TO DO — For this task, output every entry below exactly and omit the pictures.

SOURCE RECORDS —
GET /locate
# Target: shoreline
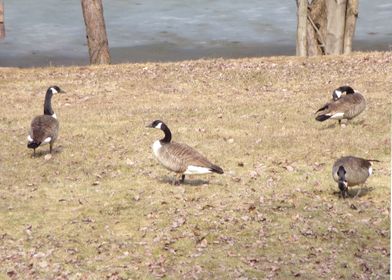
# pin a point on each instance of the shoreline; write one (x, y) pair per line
(169, 52)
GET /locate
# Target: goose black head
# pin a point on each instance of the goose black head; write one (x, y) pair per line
(337, 93)
(342, 182)
(156, 124)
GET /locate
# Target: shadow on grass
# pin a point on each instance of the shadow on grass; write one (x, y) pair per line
(45, 151)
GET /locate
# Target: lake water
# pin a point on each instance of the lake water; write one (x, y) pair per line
(52, 32)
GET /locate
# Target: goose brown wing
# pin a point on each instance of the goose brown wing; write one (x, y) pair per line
(42, 127)
(187, 155)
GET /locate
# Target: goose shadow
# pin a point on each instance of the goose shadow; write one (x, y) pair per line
(355, 192)
(43, 152)
(187, 182)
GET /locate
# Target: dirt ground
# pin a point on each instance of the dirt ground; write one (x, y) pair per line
(102, 207)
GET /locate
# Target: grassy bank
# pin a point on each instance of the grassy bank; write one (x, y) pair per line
(103, 207)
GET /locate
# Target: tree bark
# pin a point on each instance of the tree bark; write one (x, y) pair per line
(2, 28)
(351, 19)
(302, 13)
(316, 28)
(336, 19)
(98, 46)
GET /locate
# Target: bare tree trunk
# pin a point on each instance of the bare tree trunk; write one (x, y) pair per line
(351, 19)
(336, 19)
(2, 28)
(316, 28)
(302, 14)
(98, 46)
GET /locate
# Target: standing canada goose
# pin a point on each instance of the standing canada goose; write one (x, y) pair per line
(343, 107)
(180, 158)
(44, 128)
(350, 171)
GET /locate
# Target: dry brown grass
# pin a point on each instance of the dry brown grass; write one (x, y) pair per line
(103, 207)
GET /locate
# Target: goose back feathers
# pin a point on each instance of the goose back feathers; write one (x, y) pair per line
(44, 128)
(180, 158)
(351, 171)
(344, 107)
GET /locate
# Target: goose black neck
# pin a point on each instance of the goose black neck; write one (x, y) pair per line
(48, 103)
(347, 89)
(341, 174)
(167, 132)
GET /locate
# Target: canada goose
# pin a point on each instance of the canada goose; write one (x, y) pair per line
(180, 158)
(350, 171)
(343, 106)
(44, 128)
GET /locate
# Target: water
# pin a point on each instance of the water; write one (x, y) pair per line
(52, 32)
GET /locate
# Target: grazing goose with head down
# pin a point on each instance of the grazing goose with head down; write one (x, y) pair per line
(351, 171)
(180, 158)
(44, 128)
(343, 106)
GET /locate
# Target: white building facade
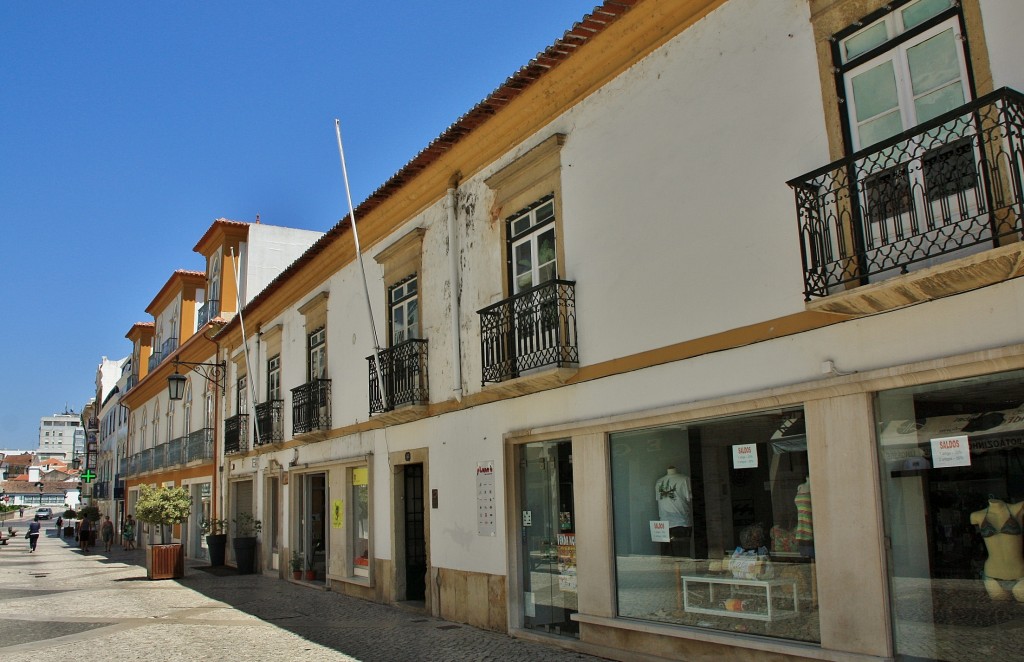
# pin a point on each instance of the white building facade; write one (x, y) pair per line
(647, 388)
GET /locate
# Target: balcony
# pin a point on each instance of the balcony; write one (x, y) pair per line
(269, 422)
(311, 407)
(199, 445)
(529, 332)
(237, 433)
(404, 372)
(931, 203)
(208, 311)
(168, 346)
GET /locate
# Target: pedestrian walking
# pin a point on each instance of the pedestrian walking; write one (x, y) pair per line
(128, 534)
(85, 534)
(34, 528)
(107, 533)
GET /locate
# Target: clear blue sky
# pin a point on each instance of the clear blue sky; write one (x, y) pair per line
(127, 127)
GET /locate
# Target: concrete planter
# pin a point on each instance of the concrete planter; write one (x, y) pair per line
(165, 562)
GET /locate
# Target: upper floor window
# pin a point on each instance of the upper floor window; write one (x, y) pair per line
(317, 355)
(903, 69)
(404, 317)
(273, 378)
(241, 399)
(186, 428)
(215, 282)
(531, 245)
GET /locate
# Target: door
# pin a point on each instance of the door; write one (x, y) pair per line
(312, 524)
(416, 542)
(548, 537)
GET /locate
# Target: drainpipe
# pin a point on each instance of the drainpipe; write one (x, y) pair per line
(454, 286)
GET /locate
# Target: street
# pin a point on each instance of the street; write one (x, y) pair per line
(100, 607)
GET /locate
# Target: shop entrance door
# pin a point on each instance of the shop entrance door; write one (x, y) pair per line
(548, 537)
(312, 524)
(416, 542)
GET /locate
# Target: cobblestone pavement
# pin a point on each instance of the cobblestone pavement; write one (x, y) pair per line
(61, 604)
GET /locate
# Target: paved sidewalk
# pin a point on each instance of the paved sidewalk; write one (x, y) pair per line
(99, 607)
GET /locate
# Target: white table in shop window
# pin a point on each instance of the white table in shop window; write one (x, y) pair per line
(772, 589)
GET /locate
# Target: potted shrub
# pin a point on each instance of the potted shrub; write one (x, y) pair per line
(164, 507)
(247, 527)
(216, 538)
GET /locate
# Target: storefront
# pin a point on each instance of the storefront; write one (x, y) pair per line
(952, 478)
(713, 525)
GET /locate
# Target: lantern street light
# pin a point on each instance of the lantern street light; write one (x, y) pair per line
(212, 372)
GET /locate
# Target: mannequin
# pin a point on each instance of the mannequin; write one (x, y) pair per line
(999, 525)
(805, 520)
(674, 505)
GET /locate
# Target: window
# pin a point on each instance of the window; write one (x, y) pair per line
(241, 398)
(901, 71)
(273, 378)
(531, 245)
(186, 428)
(404, 317)
(360, 522)
(713, 525)
(951, 457)
(317, 355)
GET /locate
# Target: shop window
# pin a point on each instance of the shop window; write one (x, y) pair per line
(360, 522)
(952, 478)
(714, 528)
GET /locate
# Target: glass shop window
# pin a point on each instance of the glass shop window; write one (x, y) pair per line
(952, 481)
(714, 526)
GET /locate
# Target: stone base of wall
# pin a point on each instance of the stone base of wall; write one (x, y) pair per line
(474, 598)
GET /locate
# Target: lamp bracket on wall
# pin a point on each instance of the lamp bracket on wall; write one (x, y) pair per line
(214, 373)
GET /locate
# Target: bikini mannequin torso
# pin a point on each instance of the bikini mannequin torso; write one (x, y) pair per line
(999, 525)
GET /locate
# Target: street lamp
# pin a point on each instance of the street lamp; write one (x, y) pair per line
(212, 372)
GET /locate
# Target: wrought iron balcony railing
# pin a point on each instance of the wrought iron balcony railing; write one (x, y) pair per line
(237, 433)
(534, 329)
(949, 187)
(404, 372)
(311, 407)
(269, 422)
(209, 311)
(199, 445)
(145, 460)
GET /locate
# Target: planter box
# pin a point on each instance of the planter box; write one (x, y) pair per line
(165, 562)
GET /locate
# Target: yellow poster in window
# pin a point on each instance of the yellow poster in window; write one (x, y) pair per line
(337, 513)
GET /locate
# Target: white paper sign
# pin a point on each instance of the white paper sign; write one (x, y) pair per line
(950, 451)
(744, 456)
(659, 531)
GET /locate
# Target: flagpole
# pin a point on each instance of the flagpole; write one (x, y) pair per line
(363, 271)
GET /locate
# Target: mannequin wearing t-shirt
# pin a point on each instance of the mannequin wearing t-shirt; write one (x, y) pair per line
(999, 525)
(674, 505)
(805, 520)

ANSWER AREA —
GET /locate
# Target: shoreline
# pin a point on each instance of the shoreline; write one (x, y) pair per line
(169, 52)
GET /locate
# Target: goose black head
# pin a point on each instance of the goose black head; write one (x, y) pair per line
(337, 93)
(342, 182)
(156, 124)
GET /locate
# Target: shadow on grass
# pin a point on each instance of the shadow on grass; write one (x, y) pair per line
(45, 151)
GET /locate
# Target: lake water
# pin a point on each instance of the lake water; write one (x, y) pair per line
(52, 32)
GET /locate
# Target: goose brown wing
# pin a point on each instance of the goose brown wing; write one (x, y) pair per line
(42, 127)
(187, 155)
GET /locate
# Target: goose shadow
# pin a point on each instance of the goose shadow; write one (x, y) pair per line
(355, 192)
(43, 152)
(187, 182)
GET /locate
# Target: dirt ground
# pin a point on each instance of the dirt ground; write one (x, y) pair per line
(102, 207)
GET /locate
# Target: grassy bank
# pin a point on each instance of the grassy bank; write one (x, y) pair per line
(103, 207)
GET /locate
# Target: tree bark
# pin a point on each instance of the tree bark; write one (x, y) pair per line
(2, 28)
(351, 19)
(302, 13)
(316, 28)
(336, 19)
(98, 46)
GET /locate
# Target: bare tree trunk
# pin a point on each instance of the bare tree trunk; write one (x, y) pair per line
(351, 19)
(336, 19)
(2, 28)
(316, 28)
(302, 14)
(98, 46)
GET /locate
# Target: standing canada goose
# pin a point on each instance of the standing canada goose; write one (x, y) pair per line
(343, 107)
(180, 158)
(44, 128)
(350, 171)
GET /locate
# Target: dry brown grass
# pin a point on each instance of the dry brown grass; write one (x, y) pair per line
(103, 207)
GET /locate
# Target: goose back feathers
# pin a point on each instance of the goose back feathers; write one (x, y) pair per line
(44, 128)
(180, 158)
(351, 171)
(344, 107)
GET /locate
# Target: goose black neck
# pin a point on each instance of the goose black neck; write one (x, y) pair per line
(48, 103)
(347, 89)
(341, 174)
(167, 132)
GET /locate
# Target: canada goose
# pin a point on each instance of the canada goose; write one (x, y) pair per line
(180, 158)
(350, 171)
(343, 106)
(44, 128)
GET /locate
# Target: water
# pin a point on each instance of the water; write one (x, y) pair per line
(52, 32)
GET /locate
# Target: grazing goose with head down
# pin a point on each instance of the grazing goose with head down; write one (x, y) pair per line
(351, 171)
(180, 158)
(44, 128)
(343, 106)
GET /locate
# Target: white building facade
# pin a point on each instance of the white building facade; write one (x, y) pair per line
(647, 388)
GET /locate
# Target: balcony
# pin a point on each instance of the balcony; write one (x, y) pair per line
(269, 422)
(311, 407)
(199, 445)
(529, 332)
(237, 433)
(404, 372)
(931, 203)
(208, 311)
(168, 346)
GET /locate
# Target: pedestrian walking
# pin a point on each instance of the pedestrian walking; write one (x, y) pair per line
(128, 534)
(85, 534)
(34, 528)
(107, 533)
GET /locate
# Target: clear blue sky
# pin a point on each instance of the clear blue sky; write one (x, y) pair per line
(127, 127)
GET /locate
# Target: concrete planter
# pin a point on each instance of the concrete planter; write one (x, y) pair per line
(165, 562)
GET /locate
# Target: upper floor window
# pin a point on each instance of the upper floor window; write one (x, y) pair per line
(317, 355)
(903, 69)
(404, 317)
(273, 378)
(241, 399)
(186, 428)
(215, 282)
(531, 245)
GET /locate
# Target: door
# pin a point on each instance of the door; write one (x, y) pair per line
(312, 524)
(416, 542)
(548, 537)
GET /locate
# Target: drainpipe
# pin a point on each instance of the drainpipe; write one (x, y) pair per line
(454, 286)
GET /locate
# Target: street
# pin a point on each instance of the street; write one (x, y) pair per line
(100, 607)
GET /locate
# Target: shop entrance door
# pin a point on each instance of the shop entrance door; write one (x, y) pair per line
(548, 537)
(312, 524)
(416, 542)
GET /locate
# Target: cobblestone pavement
# pin a point on each instance of the cobblestone pavement; write one (x, y) pair per line
(61, 604)
GET /locate
# Target: paved sidewalk
# pin a point on each instance of the paved sidewalk; write one (x, y) pair per line
(99, 607)
GET /locate
# Target: white table in shop window
# pin a point on each instance of the white table in shop window; write one (x, y) pair per line
(772, 589)
GET /locate
# Target: potted shrub
# pin a point on each instance of the potted shrub; write one (x, y) pair per line
(164, 507)
(247, 527)
(216, 538)
GET /locate
# Target: storefront
# pin a point on each instance of the storefront; write one (x, y) pair per line
(952, 478)
(713, 525)
GET /locate
# Target: lantern street light
# pin a point on each instance of the lantern street light; write one (x, y) pair per line
(212, 372)
GET /locate
# Target: mannequin
# pin a point on each instance of the mannequin; write one (x, y) pair per line
(999, 525)
(805, 520)
(674, 505)
GET /locate
# Target: window
# pin a point on each instance of the window; write one (x, y) pair per line
(241, 398)
(901, 71)
(273, 378)
(531, 245)
(186, 428)
(404, 317)
(360, 522)
(713, 525)
(951, 457)
(317, 355)
GET /locate
# Target: shop window
# pin a point on each instance of the shop window; write one (x, y) pair per line
(360, 522)
(952, 478)
(714, 528)
GET /locate
# Target: glass shop window
# pin a point on each instance of the glass shop window; write one (x, y) pair per line
(952, 481)
(714, 526)
GET /locate
# Target: stone base of wall
# pin a point on each instance of the stone base of wall; write one (x, y) pair per line
(474, 598)
GET /locate
# Target: lamp bracket on wall
# pin a point on each instance of the lamp bracket on wall; write one (x, y) pair per line
(214, 373)
GET /locate
# Target: bikini mannequin torso
# pin a point on each instance of the bikini mannequin torso; write one (x, y) pair per line
(999, 525)
GET /locate
# Target: street lamp
# pin a point on each instance of the street lamp; write one (x, y) pair per line
(212, 372)
GET /locate
# Target: wrought iron balcony railing
# pin a point on each instance of the wrought iron balcony railing; write one (x, y) pair per line
(237, 433)
(534, 329)
(949, 187)
(404, 372)
(311, 407)
(269, 422)
(209, 311)
(199, 445)
(145, 460)
GET /locate
# Target: planter box
# pin a point on each instance of the planter box; write one (x, y) pair per line
(165, 562)
GET /locate
# Target: yellow poster in window
# pin a point on each instance of the yellow poster in window; write one (x, y) pair per line
(337, 513)
GET /locate
# Target: white paper sign
# pin a point on each instance of the white paper sign; write one (x, y) pair per line
(950, 451)
(744, 456)
(659, 531)
GET /locate
# Target: flagpole
# pin a point on each instance of the flagpole; write one (x, y) pair per line
(363, 271)
GET /locate
# Target: mannequin wearing t-shirt
# pin a point on each instance of the mannequin wearing t-shirt; write one (x, y) pair per line
(999, 525)
(674, 505)
(805, 520)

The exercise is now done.